EXERCISE PROMPT:
Return everything from the start of the records down to and including the line containing "Outline every instance of the white wall.", copying each line verbatim.

Shape labeling records:
────

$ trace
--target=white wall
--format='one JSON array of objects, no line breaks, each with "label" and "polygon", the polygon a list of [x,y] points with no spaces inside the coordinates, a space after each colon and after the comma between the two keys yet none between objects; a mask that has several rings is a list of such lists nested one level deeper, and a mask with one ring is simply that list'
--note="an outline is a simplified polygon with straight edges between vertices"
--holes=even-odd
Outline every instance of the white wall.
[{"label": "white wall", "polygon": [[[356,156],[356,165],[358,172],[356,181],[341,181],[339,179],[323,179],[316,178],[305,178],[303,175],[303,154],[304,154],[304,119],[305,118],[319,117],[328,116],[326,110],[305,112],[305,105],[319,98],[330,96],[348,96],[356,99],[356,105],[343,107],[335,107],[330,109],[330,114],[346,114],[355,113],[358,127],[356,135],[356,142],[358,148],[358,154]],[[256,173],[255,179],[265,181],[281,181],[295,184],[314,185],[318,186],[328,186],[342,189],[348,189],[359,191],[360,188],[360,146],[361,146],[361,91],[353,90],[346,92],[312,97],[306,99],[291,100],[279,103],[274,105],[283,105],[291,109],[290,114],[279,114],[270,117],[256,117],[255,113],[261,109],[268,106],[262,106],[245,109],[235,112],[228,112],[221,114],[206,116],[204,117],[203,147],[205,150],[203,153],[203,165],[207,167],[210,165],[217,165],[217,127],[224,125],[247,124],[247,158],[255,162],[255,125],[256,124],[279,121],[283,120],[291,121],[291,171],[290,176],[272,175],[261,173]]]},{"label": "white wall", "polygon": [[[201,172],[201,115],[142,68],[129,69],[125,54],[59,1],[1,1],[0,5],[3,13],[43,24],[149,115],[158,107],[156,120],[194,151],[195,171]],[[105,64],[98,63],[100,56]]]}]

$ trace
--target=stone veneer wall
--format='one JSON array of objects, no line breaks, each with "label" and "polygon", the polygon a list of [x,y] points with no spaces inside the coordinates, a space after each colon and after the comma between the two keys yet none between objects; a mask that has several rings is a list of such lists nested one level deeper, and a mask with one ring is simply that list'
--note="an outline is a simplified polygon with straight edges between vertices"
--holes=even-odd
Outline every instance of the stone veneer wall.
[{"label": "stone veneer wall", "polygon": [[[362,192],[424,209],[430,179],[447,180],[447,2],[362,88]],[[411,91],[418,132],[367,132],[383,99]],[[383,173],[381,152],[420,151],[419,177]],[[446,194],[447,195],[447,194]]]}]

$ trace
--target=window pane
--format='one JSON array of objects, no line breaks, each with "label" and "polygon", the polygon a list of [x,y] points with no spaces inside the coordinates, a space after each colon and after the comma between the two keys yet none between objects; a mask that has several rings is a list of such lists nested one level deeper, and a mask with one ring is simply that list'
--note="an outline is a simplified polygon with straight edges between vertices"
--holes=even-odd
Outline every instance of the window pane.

────

ANSWER TO THE TASK:
$ trace
--target=white wall
--format='one JSON array of objects, no line breaks, each with "label" and "polygon", the polygon a list of [x,y] points with no spaces inside the coordinates, a space after each colon and after the comma between the two keys yet none between objects; a mask that has several rings is a list of such lists nested one level deeper, and a mask with one ring is simply that list'
--note="an outline is a simplified polygon with straight edges between vertices"
--holes=even-odd
Outline every instance of the white wall.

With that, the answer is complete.